§ COMPLETE THE FOLLOWING:
A - Answer these about the passage on the need for power:
(i) Which two externalizing self-destructive behaviors does a high nPow score predict when combined with a low responsibility score?
(ii) Which two groups of people does the passage say often have a high propensity for risk?
(iii) Compared with their male counterparts, do women managers express a greater, equal, or lesser desire for personal power?
B - Carry the passage on the need for power further, starting after its last sentence.

§ DOCUMENT SEGMENT:
Outside of work, a high nPow score is associated with both positive and negative outcomes, with the result often depending on whether an individual also reports a strong sense of responsibility. When combined with a low score on a measure of responsibility, a high nPow score predicts higher rates of externalizing self-destructive behavior, such as binge-drinking and physical aggression. Men with this combination of personality traits are more likely to divorce, separate, or physically abuse their spouses. However, this association disappears for individuals with average or high responsibility scores, who are disproportionately likely to report positive outcomes like taking on social leadership roles.

====For society====
As with individual outcomes, whether a high need for power results in positive or negative outcomes is influenced by the individual's other traits, particularly responsibility and empathy. An argumentative group member may prevent groupthink, or they may intimidate other group members and refuse to make reasonable compromises; a hard-charging manager may motivate and focus their team, or they may bully and manipulate their subordinates. Even dangerous behaviors, like impulsive risk-taking, can be beneficial in moderation: successful stock traders and entrepreneurs often have a high propensity for risk.

===Gender===

On average, men report a higher need for power than women, which may be due to biological factors, social factors, or an interaction between them. Gender also influences how the need for power is outwardly expressed: men are more likely to express anger directly, use physical violence to establish control, or engage in risky or impulsive behavior, while women are more likely to employ relational aggression or suppress their hostility. When the needs for socialized and personal power are measured separately, women managers express a greater desire for socialized power than their male counterparts, but an equal desire for personal power. Men, but not women, reported greater job satisfaction if they had a high need for socialized power.

§ RECORD SET:
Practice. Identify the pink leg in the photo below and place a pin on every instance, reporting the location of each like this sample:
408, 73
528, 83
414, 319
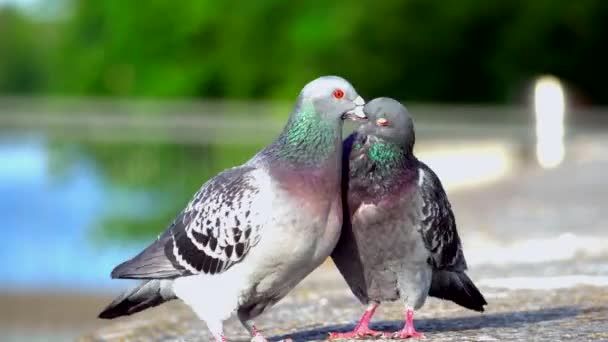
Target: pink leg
257, 336
362, 329
408, 329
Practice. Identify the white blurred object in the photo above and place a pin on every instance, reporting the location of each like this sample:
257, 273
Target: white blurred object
469, 164
544, 283
549, 108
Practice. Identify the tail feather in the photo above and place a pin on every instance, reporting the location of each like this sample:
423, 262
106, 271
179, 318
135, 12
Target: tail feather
148, 294
457, 287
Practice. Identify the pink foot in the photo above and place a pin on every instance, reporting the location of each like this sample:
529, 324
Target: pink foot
356, 333
403, 334
362, 329
408, 330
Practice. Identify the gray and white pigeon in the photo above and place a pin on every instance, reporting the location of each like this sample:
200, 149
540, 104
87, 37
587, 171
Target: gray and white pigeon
399, 238
253, 232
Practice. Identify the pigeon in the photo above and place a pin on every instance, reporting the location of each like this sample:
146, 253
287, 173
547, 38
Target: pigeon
399, 238
253, 232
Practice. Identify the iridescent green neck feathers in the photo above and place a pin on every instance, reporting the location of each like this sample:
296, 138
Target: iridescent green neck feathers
308, 138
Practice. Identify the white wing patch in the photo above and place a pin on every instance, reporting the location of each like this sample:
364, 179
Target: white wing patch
223, 221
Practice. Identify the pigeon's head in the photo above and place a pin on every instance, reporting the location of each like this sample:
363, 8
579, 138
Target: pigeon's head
333, 98
389, 120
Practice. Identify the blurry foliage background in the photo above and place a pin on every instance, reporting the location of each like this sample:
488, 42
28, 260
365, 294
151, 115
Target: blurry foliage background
467, 51
416, 50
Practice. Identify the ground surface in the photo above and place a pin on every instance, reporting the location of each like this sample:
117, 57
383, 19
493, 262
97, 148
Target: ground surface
322, 304
548, 226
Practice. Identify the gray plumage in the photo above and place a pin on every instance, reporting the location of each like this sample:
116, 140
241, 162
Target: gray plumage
251, 233
399, 239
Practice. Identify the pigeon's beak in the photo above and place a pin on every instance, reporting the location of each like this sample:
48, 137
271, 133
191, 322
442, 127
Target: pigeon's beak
356, 113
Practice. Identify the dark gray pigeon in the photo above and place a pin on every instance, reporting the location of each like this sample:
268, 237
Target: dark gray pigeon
399, 238
251, 233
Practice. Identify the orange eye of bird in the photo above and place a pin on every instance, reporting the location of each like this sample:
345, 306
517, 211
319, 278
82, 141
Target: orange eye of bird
382, 122
338, 93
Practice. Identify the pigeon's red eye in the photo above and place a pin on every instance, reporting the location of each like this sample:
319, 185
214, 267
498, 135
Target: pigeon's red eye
338, 93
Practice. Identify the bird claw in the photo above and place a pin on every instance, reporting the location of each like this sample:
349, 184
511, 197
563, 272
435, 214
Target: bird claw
404, 334
360, 333
258, 338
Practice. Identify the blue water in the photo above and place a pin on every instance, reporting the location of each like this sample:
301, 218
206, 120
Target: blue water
47, 221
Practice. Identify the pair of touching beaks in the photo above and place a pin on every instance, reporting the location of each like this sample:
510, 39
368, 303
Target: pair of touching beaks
357, 113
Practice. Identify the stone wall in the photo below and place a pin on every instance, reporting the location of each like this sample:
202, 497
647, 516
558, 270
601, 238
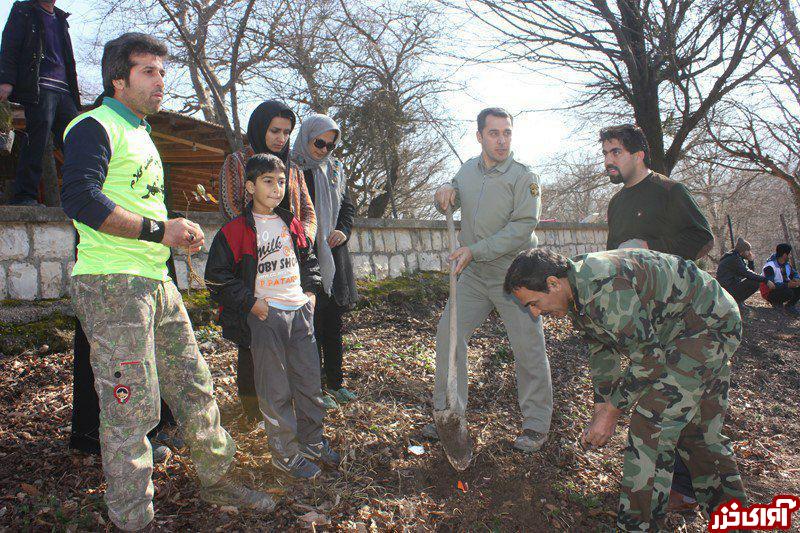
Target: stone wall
37, 248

§ TASK RESULTS:
A -
(i) Binge-drinking and physical aggression.
(ii) Successful stock traders and entrepreneurs.
(iii) An equal desire.

B -
==Other parts of the theory==

===Need for achievement===

Murray defined need for achievement as the attempt to overcome obstacles. Need for achievement (nAch) was defined by McClelland as the motive to strive for success in particular situations in which his/her performance would be looked at against some type of standard. McClelland used the thematic apperception test in order to test this part of his theory. He would show people four pictures and ask people to write a story regarding these pictures. Based on his/her story, McClelland would be able to determine what type of achievement a person strived.

===Need for affiliation===

Murray believed need for affiliation was a trait that was very strong in most people, especially in stressful situations. Murray believed that when people were put into a stressful situation, people were more likely to feel less stress if another person was present. In McClelland's research, he found that people who had need for affiliation were often unpopular tried to avoid interpersonal conflicts because they have levels of anxiety about if others will accept them.